### Stored data
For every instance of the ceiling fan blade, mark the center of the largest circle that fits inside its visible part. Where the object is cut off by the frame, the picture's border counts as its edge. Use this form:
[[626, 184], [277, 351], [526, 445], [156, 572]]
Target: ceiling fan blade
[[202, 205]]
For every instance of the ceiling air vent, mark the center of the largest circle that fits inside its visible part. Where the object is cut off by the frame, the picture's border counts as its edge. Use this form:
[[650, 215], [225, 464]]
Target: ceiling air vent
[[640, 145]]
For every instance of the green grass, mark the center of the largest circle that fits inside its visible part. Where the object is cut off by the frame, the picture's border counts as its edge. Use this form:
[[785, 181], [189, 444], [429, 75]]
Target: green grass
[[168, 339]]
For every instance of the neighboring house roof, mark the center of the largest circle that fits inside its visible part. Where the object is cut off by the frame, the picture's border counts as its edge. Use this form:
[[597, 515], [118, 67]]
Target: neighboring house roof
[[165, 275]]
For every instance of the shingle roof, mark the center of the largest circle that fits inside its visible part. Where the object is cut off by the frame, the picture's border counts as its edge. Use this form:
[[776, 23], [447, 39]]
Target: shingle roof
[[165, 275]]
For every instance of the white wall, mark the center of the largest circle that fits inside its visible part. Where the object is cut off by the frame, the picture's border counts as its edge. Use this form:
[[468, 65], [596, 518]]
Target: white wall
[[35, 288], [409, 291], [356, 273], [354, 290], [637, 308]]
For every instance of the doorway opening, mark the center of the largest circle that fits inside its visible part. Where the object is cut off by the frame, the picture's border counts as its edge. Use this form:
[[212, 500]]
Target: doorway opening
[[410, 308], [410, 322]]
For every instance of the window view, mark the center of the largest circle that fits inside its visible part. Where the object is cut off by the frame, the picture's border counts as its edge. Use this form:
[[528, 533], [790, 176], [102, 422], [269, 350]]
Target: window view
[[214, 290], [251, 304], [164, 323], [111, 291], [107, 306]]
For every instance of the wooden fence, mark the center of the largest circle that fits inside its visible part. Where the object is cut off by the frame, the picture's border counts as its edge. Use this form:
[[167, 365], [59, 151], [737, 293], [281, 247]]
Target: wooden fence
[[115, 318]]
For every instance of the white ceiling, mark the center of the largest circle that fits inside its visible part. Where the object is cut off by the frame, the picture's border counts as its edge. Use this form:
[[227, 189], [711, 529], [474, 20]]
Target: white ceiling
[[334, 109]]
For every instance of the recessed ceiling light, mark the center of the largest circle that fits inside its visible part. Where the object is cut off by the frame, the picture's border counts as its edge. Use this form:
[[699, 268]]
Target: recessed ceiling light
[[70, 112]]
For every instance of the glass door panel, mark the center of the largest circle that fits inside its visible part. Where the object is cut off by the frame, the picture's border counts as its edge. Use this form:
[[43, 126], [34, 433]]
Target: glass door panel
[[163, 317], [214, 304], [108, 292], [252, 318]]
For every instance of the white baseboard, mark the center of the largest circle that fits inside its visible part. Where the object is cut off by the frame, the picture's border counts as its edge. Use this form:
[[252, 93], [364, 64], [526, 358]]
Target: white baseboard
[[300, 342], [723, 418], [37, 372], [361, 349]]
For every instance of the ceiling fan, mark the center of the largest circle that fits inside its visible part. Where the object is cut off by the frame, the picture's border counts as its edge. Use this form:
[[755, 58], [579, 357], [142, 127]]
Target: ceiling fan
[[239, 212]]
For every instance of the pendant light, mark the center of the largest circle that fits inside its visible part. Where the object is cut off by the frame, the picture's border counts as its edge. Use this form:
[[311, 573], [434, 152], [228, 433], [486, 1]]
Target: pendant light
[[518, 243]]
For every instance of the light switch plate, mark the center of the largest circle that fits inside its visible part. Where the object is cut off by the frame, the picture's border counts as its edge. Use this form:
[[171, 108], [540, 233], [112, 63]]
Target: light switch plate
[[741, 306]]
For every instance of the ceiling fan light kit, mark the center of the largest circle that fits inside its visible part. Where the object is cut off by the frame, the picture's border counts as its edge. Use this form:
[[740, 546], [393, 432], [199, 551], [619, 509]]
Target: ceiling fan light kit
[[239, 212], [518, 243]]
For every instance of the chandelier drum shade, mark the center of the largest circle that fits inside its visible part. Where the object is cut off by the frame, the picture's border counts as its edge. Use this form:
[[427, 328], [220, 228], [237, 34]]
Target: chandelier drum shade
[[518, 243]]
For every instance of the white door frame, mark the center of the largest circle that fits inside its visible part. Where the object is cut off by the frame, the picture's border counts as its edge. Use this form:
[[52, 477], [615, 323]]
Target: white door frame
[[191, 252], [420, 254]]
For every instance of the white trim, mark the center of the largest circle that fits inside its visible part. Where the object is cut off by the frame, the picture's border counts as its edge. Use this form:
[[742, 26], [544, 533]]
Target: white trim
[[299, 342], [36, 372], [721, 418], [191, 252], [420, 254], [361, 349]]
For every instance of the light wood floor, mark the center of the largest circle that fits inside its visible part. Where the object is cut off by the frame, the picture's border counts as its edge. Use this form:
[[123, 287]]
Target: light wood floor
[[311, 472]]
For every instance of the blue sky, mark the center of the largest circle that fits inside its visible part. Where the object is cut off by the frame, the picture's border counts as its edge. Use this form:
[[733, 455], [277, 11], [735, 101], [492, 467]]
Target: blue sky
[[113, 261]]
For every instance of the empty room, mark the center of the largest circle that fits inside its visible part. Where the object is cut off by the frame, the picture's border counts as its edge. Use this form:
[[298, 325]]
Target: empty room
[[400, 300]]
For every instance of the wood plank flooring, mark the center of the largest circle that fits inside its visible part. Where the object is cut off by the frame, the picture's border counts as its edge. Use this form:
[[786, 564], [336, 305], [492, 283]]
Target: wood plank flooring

### Given exercise
Write the material out exactly, with nothing left out.

### Complete answer
For every instance of the ceiling fan blade, mark the center of the largest circle that fits inside its visible part. Where the object is cut off by the frame, the picture's border counts as its edge. Use this form:
[[626, 184], [277, 351], [526, 445], [156, 572]]
Target: ceiling fan blade
[[202, 205]]
For every instance of the ceiling air vent, mark the center of the largest circle that fits inside its visible part. Where the object is cut off by the frame, the picture's border counts as its edge. Use this form:
[[650, 215], [225, 464]]
Target: ceiling air vent
[[640, 145]]
For every instance of the green grass, mark the center of the largest circle that fits inside its visible part. Where the object is cut off by the frame, the picture's border counts as its edge. Use this form:
[[785, 181], [189, 444], [429, 75]]
Target: green grass
[[168, 339]]
For every instance of the neighboring house roof, mark the center of the largest circle that fits inside its visible part. Where the object is cut off by the frame, the picture's border counts as its edge. Use this form:
[[597, 515], [118, 67]]
Target: neighboring house roof
[[165, 275]]
For every instance of the shingle roof, mark the center of the largest circle that fits inside its visible part. Where the object is cut off by the frame, the picture's border counts as its edge. Use this form:
[[776, 23], [447, 39]]
Target: shingle roof
[[165, 275]]
For every instance of the white wall, mark the center of the largest circle that fits inside its visible part. Where the object is cut off by the frame, the picture's border counts as its edge. Use this form:
[[468, 65], [596, 518]]
Target: white wall
[[35, 288], [409, 291], [356, 273], [354, 290], [637, 308]]
For every instance of the doorway opening, mark the center of the largest circle that fits inside its visible part. Where the object is cut off by the frame, the picture's border counts as its edge. Use this form:
[[212, 500]]
Target: doorway opening
[[410, 308], [410, 322]]
For every instance of the window view, mark the center of the largest circle that fits inside its visible part. Where the object is cut off by the frame, the picture's border counts as its edge. Use this form:
[[528, 533], [790, 176], [102, 422], [269, 350]]
Target: window view
[[214, 290], [251, 304], [164, 323], [111, 291], [107, 306]]
For every instance of the wooden fence, mark the center of the largest circle that fits inside its visible part. Where the object is cut off by the frame, the picture's border counts as its edge. Use this form:
[[167, 365], [59, 151], [737, 293], [281, 247]]
Target: wooden fence
[[115, 318]]
For every instance of the white ceiling, mark the center of the largest circle that fits inside its visible part. Where the object is cut off by the frame, the picture's border counts as its edge. Use this form:
[[227, 189], [711, 529], [474, 20]]
Target: white ceiling
[[334, 109]]
For every instance of the recessed ceiling light, mark the center of the largest circle that fits inside its visible part. Where the object is cut off by the frame, the picture's border counts as its edge. Use this form:
[[699, 268]]
Target: recessed ceiling light
[[70, 112]]
For every instance of the glass door panel, mark the center of the largest circle that fits inside its visible part. Where the object is cut off by the frame, the picture's border counts as its edge. Use this form:
[[43, 126], [34, 433]]
Target: glass door panel
[[163, 317], [214, 304], [108, 292], [252, 318]]
For every instance of the white baseboard, mark the center of the largest circle that fits inside its visible part. Where the object is cut off by the frame, the picture's border counts as its edge. Use this form:
[[252, 93], [364, 64], [526, 358]]
Target: white baseboard
[[300, 342], [723, 418], [37, 372], [361, 349]]
For every instance of the ceiling fan, mark the center of the largest circle that fits inside its visible part. Where the object is cut off by the frame, the picture's border counts as its edge. Use this form:
[[755, 58], [579, 357], [142, 127]]
Target: ceiling fan
[[239, 212]]
For every instance of the pendant light, mark the center of the largest circle that fits inside its visible part. Where the object is cut off by the frame, the picture's border counts as its edge. Use this form:
[[311, 573], [434, 152], [228, 433], [486, 1]]
Target: pendant light
[[518, 243]]
For every instance of the light switch plate, mark the center of the largest circle that fits inside its visible part. Where the object is cut off by the frame, the picture's border counts as its edge. Use this form:
[[171, 108], [540, 233], [112, 63]]
Target: light switch plate
[[741, 306]]
For every instance of the ceiling fan light kit, mark the center of the largest circle that fits inside its visible part. Where the object is cut off by the frame, the picture's border counts as its edge. Use this form:
[[740, 546], [393, 432], [199, 551], [619, 509]]
Target: ceiling fan light kit
[[239, 212], [518, 243]]
For every instance of the chandelier drum shade, mark the center of the largest circle that fits inside its visible part. Where the object is cut off by the frame, the picture's border counts as its edge. Use this form:
[[427, 328], [220, 228], [237, 34]]
Target: chandelier drum shade
[[518, 243]]
For every instance of the white door frame, mark the center of the largest circle that fits inside its visible part. Where the object is cut off by the frame, the picture's border counts as its edge. Use this form:
[[52, 477], [615, 323]]
Target: white door frame
[[191, 252], [420, 254]]
For every instance of the white trim, mark the center of the largest circle that fits inside its visible part. Where the object is cut off by the frame, the picture's border counts as its edge. Use this form:
[[742, 26], [544, 533]]
Target: white trim
[[299, 342], [36, 372], [721, 418], [191, 252], [420, 254], [361, 349]]
For every instance of the light wood floor, mark the center of the largest circle that fits inside its visible part. Where the object is cut off by the frame, the picture's border counts as its edge. Use this form:
[[123, 287]]
Target: light wood floor
[[311, 472]]
For every instance of the blue sky, mark the center of the largest circle that fits inside its visible part. Where the object is cut off by the frame, the picture's border counts as its edge. Use this form:
[[733, 455], [277, 11], [735, 101], [492, 467]]
Target: blue sky
[[113, 261]]
For every instance of the empty room, mark the center of the largest circle that fits inside its visible part. Where the object is cut off by the frame, the picture's border counts as its edge. Use this form:
[[298, 325]]
Target: empty room
[[400, 300]]
For every instance of the wood plank flooring, mark the center of the largest circle that fits inside its visible part. Where the object is cut off by the frame, the picture's border counts as its edge. Use this form:
[[786, 564], [336, 305], [492, 283]]
Target: wood plank flooring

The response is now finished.